⟨

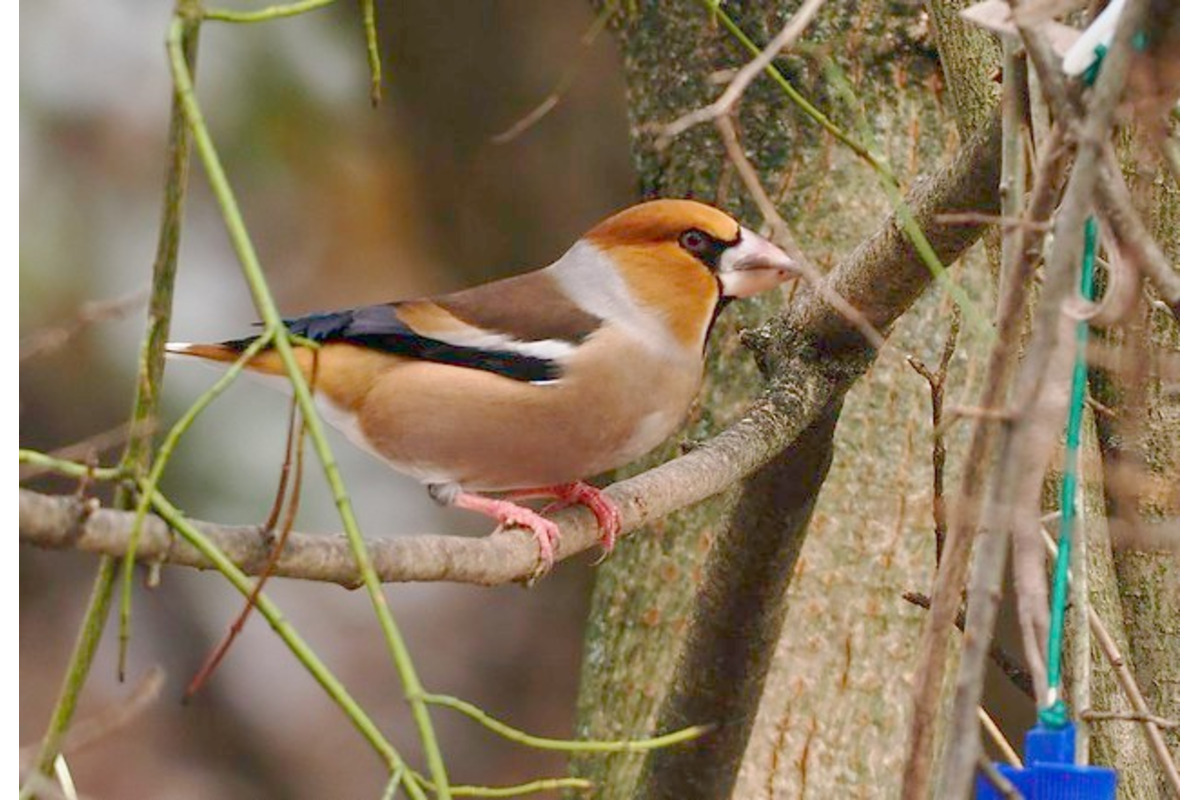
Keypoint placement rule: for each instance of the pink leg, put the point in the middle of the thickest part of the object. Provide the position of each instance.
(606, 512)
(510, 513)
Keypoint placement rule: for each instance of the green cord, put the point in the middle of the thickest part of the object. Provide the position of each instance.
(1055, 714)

⟩

- **What is expected**: Recast the listing above as a numbered list, omitting any blank lines and leaving the picture out.

- **Answer for the task**:
1. Keypoint placement rule: for each instance of the pink leg, put the point in the middle of the thickest part of the object. Provide the position of each instance.
2. (606, 512)
3. (510, 513)
4. Keypoint placement rule: for each instance of the green cord, put the point in the middle of the thickest part of the object. Provide the position of each instance.
5. (1055, 714)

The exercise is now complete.